> **Requirements**
Tally the lines in the items below that contain the string "gate". Reply with the number only.

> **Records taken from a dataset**
◆ ◆ ◆ ◆ ◆ ◆ ◆

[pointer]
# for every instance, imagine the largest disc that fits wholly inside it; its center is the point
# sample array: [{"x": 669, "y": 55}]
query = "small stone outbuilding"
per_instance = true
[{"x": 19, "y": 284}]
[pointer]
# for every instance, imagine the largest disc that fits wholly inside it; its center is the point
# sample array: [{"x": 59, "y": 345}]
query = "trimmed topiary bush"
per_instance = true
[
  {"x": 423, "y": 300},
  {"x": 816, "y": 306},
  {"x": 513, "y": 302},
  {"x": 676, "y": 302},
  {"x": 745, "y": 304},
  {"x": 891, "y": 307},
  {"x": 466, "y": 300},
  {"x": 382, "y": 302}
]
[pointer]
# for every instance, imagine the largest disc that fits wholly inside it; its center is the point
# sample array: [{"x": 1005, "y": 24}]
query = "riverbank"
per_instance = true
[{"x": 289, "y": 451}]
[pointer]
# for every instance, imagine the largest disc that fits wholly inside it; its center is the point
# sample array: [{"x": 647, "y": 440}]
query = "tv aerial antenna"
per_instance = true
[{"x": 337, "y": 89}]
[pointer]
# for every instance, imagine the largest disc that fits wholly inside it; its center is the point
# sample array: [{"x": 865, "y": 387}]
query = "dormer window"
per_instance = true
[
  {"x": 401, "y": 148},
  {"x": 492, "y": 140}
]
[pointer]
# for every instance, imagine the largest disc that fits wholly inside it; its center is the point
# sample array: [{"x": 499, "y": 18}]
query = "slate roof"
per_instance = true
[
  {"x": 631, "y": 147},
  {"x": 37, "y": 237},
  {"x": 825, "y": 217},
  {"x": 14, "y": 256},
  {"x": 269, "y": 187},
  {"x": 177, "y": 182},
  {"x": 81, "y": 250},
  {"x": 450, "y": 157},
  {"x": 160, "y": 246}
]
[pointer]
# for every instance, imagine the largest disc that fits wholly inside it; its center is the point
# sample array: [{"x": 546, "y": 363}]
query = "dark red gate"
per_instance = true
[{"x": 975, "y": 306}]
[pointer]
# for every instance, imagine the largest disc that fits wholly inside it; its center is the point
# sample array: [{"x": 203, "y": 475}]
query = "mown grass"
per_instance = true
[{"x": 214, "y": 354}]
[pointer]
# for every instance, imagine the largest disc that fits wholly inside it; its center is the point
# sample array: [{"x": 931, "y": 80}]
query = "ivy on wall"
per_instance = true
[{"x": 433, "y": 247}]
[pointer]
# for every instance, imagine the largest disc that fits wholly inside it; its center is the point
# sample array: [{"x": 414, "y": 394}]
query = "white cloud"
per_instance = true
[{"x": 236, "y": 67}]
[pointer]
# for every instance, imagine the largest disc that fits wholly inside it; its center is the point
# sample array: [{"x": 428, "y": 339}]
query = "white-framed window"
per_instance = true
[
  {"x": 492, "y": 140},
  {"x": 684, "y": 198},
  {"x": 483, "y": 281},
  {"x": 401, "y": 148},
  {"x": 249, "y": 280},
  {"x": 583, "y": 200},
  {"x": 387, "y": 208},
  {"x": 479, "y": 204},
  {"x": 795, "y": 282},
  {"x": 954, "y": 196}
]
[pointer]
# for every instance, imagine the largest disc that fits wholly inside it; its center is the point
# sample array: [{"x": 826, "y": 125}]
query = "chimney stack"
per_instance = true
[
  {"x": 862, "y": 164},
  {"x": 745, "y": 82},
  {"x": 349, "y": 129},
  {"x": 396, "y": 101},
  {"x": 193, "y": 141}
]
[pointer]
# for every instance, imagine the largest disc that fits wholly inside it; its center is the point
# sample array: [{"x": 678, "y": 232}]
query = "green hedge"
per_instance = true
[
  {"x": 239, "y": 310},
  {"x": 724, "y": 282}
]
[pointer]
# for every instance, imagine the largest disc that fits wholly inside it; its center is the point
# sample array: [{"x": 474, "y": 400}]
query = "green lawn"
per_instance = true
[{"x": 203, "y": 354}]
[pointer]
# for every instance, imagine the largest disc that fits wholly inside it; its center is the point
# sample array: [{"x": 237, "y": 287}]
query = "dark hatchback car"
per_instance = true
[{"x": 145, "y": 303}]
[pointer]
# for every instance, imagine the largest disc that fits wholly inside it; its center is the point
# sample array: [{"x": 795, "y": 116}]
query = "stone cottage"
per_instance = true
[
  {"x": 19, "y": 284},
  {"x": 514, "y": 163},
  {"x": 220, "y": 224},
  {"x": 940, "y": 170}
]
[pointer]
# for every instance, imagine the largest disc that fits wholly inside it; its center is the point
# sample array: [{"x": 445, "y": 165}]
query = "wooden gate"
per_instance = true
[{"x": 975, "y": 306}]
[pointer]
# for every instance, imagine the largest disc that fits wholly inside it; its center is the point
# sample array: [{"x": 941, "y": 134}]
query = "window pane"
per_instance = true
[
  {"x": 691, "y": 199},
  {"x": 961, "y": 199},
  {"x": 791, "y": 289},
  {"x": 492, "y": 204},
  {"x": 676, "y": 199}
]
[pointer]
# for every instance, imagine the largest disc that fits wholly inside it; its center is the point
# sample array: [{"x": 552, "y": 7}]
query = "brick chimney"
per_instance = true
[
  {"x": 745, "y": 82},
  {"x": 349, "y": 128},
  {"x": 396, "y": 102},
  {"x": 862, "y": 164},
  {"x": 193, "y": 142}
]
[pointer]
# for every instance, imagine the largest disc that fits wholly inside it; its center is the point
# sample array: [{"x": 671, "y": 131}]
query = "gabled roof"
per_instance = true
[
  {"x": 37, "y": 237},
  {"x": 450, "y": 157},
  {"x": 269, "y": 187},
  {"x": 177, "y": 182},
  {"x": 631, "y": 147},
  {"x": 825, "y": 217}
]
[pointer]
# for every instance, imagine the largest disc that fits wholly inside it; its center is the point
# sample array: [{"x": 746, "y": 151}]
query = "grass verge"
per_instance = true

◆ ◆ ◆ ◆ ◆ ◆ ◆

> **Reply to the exercise**
2